----- Records provided
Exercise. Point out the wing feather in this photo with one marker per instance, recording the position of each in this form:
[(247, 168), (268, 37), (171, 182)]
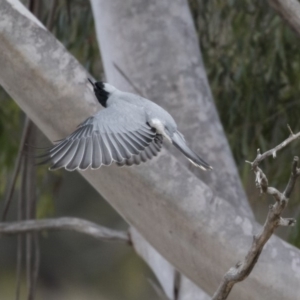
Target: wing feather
[(115, 134)]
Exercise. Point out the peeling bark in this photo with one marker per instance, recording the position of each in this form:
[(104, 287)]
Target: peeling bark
[(197, 227)]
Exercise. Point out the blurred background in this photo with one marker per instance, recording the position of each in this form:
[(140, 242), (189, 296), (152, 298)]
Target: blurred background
[(252, 60)]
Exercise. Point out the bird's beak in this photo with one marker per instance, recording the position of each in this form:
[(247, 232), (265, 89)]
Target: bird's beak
[(92, 83)]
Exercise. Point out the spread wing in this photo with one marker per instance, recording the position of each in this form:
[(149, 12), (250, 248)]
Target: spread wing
[(116, 133), (148, 153)]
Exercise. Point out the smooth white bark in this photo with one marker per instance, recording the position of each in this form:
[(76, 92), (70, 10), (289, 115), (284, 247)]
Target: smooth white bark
[(201, 232)]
----------
* **Instructions to follow**
Output the line bearing "Target: spread wing" along with all the lines after it through the end of the entries, exactly, and no other lines.

* **Answer to this task**
Target: spread wing
[(116, 133), (148, 153)]
Exercise. Point out the smooth white bark in this photo with one marker per instance, recording the position of each in this form:
[(76, 92), (70, 10), (289, 115), (284, 247)]
Target: smooth white bark
[(201, 232)]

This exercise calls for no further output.